# [Source text]
== Segment start ==

Effects of chemical weathering and CO2 outgassing on δ13CDIC signals in a karst watershed

As the important part of carbon cycle research, riverine dissolved inorganic carbon (DIC) has attracted continuous attentions for its close relationship with global climate change. In order to investigate the dominant factors of dissolved inorganic carbon species and its stable carbon isotopic signals in large watershed under base flow condition, 81 river water samples were collected in the Xijiang River during the dry season in 2015. The elemental ratios in river water revealed the hydro-chemistry in Xijiang River were mainly controlled by the carbonate weathering. The characteristics of the most samples were the high DIC concentrations and narrow range of δ¹³CDIC, which can be interpreted as the result of chemical weathering under open system based on the simulated calculation of soil respiration and mineral dissolution. The relatively lower DIC concentrations and δ¹³CDIC values have been observed in tributaries draining silicate terrains, this result may be controlled both by the mineral dissolution and CO₂ outgassing. Most samples had the over-saturated pCO₂ levels compared to the atmosphere, the respiratory quotient (RQ) demonstrated that high pCO₂ values were not from the biologic respiration, instead, the groundwater influx with the high soil pCO₂ increased pCO₂ level in river waters. The CO₂ concentration gradient between river water and atmosphere caused a violent CO₂ outgassing accompanied isotope fractionation. The outgassing significantly dropped the pCO₂ in river water and caused an enrichment of C¹³ in DIC. Based on the theoretical calculation and previous observation, the negative correlation between the δ¹³CDIC and pCO₂ in river water was caused by the CO₂ outgassing. Additionally, the isotope exchange between the DIC and atmosphere CO₂ can also partially increase the riverine CO₂. This study examined the impacts of soil respiration, minerals dissolution and CO₂ outgassing on DIC and δ¹³CDIC, and found that the riverine δ¹³CDIC is probably not reflect the mixing of source signals such as soil CO₂ and carbonate, instead, it is mainly controlled by the fractionation in minerals dissolution and CO₂ outgassing.

== Segment end ==

# [Activity]
Using the text on the Xijiang River, state whether each statement agrees with it: (a) the river water samples were collected during the wet season; (b) biologic respiration produced the high pCO₂ values in the river water; (c) CO₂ outgassing led to an enrichment of C¹³ in DIC. For each, answer yes or no and quote the deciding words. The items that come next are taken from a different source than the text on the Xijiang River.

# [Information given]
== Segment start ==

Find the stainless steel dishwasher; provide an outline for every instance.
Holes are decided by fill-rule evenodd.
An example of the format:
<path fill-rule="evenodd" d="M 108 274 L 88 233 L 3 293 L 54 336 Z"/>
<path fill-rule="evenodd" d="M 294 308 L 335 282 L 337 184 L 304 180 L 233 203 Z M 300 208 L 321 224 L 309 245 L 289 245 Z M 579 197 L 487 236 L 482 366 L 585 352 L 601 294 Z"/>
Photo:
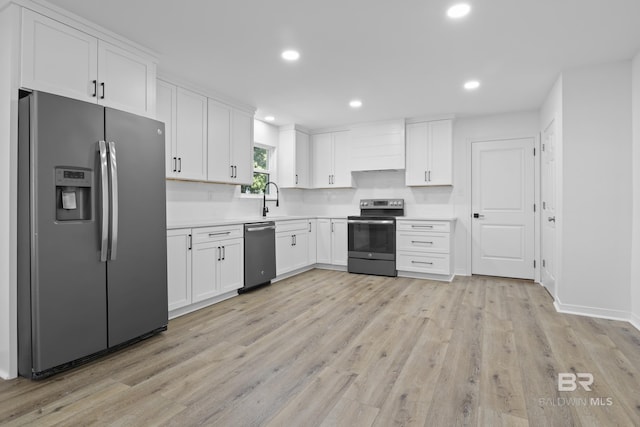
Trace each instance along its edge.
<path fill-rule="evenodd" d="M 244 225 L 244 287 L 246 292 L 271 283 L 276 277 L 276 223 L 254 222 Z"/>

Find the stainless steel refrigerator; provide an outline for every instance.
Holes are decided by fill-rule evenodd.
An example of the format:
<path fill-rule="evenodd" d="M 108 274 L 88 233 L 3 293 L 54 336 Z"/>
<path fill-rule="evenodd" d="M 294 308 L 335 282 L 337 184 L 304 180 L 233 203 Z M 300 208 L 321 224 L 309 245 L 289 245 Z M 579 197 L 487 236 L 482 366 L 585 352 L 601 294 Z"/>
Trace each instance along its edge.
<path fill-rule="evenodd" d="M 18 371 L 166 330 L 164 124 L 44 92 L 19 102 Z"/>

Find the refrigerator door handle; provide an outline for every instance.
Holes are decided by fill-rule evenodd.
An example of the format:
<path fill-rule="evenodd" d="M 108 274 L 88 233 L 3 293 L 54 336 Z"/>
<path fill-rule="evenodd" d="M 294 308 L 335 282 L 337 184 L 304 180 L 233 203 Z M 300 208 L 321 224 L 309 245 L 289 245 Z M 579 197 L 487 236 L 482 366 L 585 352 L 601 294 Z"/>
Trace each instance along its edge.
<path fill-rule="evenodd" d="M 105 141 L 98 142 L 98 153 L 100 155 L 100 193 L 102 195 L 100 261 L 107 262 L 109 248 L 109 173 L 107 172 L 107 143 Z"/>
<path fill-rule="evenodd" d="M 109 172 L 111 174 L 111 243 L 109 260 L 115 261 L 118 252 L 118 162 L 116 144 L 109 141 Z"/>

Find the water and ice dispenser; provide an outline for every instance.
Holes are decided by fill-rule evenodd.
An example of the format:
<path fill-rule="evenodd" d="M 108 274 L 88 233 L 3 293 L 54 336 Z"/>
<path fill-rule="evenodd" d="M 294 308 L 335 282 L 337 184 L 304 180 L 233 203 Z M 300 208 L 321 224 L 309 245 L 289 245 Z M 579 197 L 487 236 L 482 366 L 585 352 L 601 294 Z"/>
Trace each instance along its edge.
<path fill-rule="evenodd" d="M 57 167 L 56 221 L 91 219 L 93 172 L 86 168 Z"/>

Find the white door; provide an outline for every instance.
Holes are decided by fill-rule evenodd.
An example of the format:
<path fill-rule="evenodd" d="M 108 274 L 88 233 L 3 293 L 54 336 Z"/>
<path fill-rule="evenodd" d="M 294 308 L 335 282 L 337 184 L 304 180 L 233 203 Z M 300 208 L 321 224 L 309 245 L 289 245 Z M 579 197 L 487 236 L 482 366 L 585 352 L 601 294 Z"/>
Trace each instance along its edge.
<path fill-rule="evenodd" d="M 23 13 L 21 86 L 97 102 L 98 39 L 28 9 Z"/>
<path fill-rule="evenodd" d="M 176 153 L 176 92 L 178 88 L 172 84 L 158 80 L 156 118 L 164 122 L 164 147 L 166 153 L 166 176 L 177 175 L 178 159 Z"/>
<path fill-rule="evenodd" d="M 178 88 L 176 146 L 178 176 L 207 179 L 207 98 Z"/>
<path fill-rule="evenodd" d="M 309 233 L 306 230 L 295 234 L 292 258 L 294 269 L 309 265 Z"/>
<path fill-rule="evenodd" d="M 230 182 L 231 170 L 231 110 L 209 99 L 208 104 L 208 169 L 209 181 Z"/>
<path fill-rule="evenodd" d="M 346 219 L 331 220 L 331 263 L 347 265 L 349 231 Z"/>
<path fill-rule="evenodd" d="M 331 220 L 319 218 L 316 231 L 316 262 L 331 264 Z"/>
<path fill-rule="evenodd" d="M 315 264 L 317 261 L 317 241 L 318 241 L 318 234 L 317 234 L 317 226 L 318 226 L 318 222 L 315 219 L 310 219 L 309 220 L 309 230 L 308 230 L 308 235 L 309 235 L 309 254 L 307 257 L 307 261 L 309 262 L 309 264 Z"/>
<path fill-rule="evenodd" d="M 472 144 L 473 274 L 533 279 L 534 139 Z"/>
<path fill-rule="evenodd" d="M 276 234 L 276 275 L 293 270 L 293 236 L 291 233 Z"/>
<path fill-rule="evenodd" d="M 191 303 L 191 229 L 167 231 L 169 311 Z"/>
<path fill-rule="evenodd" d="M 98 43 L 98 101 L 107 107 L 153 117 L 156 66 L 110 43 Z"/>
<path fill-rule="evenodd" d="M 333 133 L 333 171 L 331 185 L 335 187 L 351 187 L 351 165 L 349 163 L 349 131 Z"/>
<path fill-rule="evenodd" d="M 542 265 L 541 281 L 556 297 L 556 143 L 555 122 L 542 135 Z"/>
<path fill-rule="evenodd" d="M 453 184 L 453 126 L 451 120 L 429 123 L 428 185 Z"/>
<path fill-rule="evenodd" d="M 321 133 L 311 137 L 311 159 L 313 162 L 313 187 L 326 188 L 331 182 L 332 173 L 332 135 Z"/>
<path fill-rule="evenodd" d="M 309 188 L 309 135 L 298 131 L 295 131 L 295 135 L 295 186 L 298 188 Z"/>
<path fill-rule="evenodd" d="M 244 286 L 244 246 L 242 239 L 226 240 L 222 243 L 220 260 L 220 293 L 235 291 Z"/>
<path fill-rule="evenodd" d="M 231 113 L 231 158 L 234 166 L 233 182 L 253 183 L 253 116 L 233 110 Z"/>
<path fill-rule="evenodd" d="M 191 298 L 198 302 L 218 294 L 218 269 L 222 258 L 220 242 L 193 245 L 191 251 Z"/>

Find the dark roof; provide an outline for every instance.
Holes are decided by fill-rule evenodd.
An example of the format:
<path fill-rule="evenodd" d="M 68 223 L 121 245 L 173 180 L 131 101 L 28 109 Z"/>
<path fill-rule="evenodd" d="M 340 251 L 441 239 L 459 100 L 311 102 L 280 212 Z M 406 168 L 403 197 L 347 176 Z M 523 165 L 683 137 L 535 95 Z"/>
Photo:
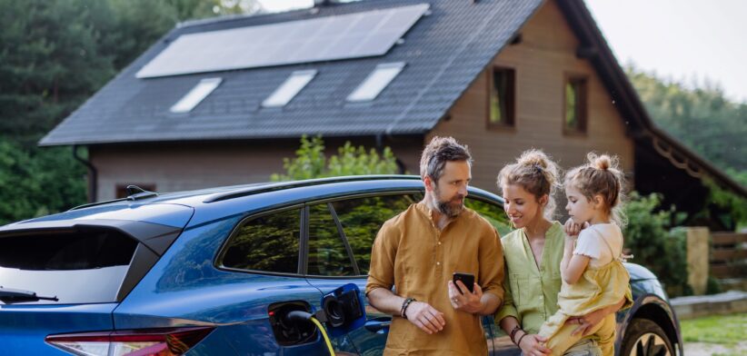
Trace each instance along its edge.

== Segment end ==
== Segment start ==

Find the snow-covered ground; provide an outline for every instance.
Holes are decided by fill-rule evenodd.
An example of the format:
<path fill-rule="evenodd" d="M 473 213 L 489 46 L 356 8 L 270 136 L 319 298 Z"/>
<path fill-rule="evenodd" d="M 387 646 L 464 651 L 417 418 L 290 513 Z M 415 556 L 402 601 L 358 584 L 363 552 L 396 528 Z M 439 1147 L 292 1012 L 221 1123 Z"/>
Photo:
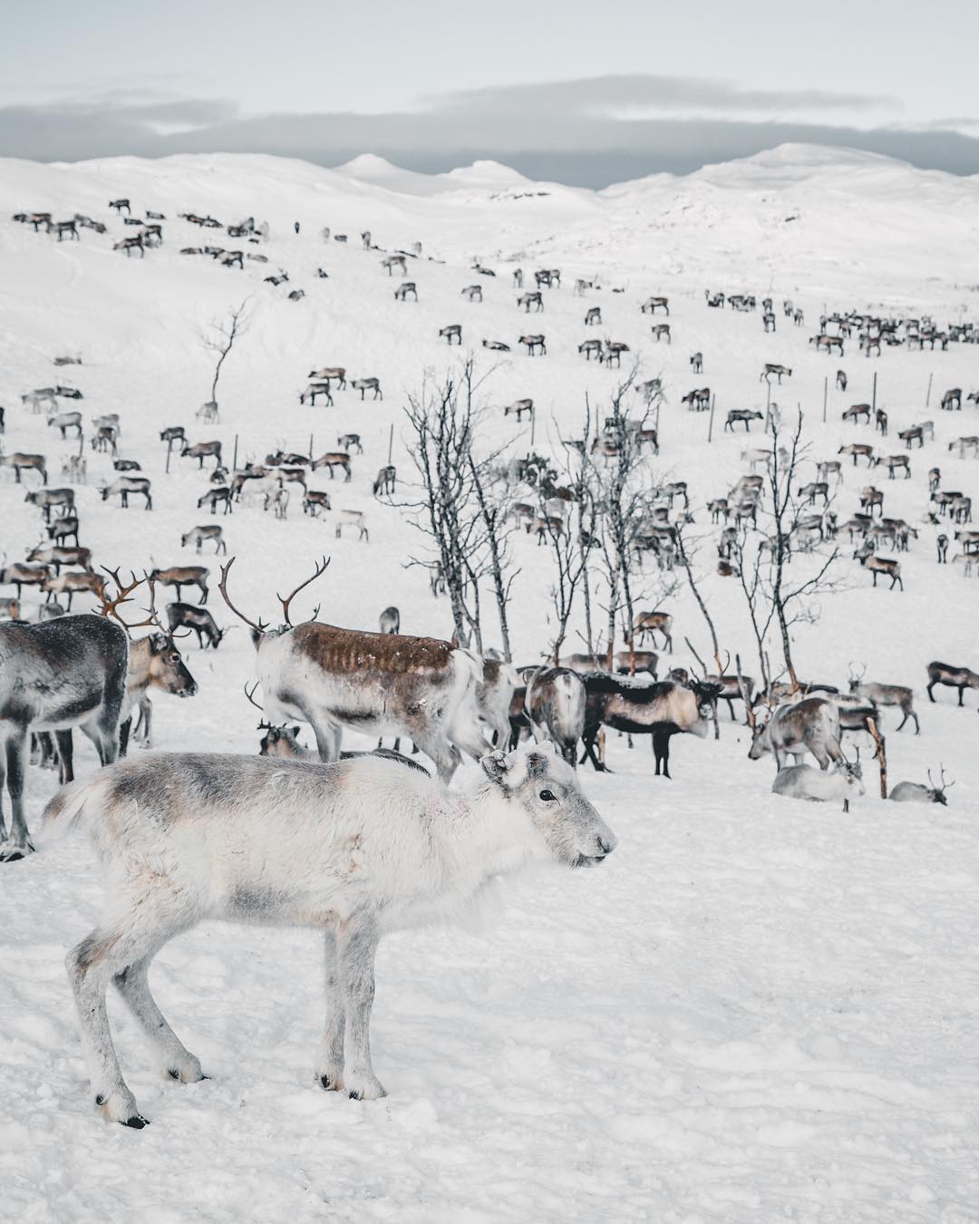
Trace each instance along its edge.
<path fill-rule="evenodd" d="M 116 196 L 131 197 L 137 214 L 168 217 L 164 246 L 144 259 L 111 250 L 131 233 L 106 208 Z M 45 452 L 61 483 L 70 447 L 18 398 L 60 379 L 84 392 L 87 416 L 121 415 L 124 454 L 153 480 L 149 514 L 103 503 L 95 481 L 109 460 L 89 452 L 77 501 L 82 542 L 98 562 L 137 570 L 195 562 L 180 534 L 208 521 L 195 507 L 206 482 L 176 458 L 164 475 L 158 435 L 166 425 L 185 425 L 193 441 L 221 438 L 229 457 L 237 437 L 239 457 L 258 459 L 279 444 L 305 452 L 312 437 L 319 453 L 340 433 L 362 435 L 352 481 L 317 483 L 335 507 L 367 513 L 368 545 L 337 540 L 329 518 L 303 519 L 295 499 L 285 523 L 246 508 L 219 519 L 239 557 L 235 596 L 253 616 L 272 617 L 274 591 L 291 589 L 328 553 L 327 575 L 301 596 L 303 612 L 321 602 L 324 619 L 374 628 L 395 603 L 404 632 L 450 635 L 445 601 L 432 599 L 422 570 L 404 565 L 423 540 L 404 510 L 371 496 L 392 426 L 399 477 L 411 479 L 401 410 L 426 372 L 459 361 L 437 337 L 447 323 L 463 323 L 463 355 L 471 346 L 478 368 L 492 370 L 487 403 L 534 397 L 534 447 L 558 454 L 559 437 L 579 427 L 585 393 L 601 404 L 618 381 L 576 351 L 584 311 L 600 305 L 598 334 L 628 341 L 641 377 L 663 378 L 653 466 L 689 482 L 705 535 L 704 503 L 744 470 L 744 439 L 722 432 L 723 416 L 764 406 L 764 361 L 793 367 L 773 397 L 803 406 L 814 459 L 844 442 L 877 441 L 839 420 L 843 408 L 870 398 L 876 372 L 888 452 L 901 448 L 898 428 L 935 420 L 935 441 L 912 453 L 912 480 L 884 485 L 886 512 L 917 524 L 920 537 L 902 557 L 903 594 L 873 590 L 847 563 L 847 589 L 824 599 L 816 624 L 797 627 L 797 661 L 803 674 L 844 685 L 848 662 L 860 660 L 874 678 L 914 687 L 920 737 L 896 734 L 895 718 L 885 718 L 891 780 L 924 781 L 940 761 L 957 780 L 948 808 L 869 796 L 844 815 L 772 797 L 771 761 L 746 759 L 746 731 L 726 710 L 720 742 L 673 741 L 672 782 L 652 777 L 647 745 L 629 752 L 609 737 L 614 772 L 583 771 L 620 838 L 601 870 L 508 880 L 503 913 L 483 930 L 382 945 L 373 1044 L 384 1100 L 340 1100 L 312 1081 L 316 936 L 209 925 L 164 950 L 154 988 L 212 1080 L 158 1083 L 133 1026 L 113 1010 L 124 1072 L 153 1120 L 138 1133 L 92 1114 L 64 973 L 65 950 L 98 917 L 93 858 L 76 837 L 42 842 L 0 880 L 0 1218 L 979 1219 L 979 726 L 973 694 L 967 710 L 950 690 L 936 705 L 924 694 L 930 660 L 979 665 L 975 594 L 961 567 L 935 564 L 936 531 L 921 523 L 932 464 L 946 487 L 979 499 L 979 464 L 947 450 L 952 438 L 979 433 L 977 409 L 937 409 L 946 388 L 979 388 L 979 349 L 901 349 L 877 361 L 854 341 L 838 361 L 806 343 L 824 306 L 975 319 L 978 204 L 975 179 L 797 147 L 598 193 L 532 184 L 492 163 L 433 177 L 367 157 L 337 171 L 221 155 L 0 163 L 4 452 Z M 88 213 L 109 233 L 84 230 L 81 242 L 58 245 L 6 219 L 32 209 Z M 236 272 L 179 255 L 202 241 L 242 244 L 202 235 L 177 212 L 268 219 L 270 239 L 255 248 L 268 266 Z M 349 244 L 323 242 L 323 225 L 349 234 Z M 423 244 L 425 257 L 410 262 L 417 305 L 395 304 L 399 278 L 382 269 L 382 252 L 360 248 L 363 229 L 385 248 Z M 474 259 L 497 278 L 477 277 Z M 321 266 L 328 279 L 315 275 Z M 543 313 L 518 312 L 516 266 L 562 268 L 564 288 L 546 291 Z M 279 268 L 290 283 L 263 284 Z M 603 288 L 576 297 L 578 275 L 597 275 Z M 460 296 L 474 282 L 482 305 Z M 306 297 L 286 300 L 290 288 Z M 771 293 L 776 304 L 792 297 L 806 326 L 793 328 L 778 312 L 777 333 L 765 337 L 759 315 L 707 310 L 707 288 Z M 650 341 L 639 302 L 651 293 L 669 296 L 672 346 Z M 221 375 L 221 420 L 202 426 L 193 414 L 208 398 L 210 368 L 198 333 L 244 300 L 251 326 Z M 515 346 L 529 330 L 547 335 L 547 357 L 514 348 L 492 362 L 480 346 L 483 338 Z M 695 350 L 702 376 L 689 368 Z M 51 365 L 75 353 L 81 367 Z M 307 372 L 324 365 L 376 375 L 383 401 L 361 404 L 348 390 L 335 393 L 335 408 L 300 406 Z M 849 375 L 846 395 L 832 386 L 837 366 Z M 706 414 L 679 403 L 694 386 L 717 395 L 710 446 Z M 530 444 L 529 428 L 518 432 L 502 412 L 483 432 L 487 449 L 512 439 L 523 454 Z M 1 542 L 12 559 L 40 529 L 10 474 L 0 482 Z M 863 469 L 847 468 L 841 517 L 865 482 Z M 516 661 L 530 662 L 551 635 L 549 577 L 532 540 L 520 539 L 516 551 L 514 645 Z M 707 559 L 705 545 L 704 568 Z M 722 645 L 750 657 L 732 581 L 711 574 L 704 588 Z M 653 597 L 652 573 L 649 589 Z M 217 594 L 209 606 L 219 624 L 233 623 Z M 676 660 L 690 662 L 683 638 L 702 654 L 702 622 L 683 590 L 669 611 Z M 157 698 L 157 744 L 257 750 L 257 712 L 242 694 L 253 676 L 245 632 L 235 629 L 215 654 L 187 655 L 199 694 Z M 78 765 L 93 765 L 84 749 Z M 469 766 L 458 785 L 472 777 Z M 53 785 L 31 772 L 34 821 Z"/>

== Segment end ==

# [Result for this task]
(a) No: "81 river water samples were collected in the Xijiang River during the dry season in 2015."
(b) No: "the respiratory quotient (RQ) demonstrated that high pCO₂ values were not from the biologic respiration"
(c) Yes: "The outgassing significantly dropped the pCO₂ in river water and caused an enrichment of C¹³ in DIC."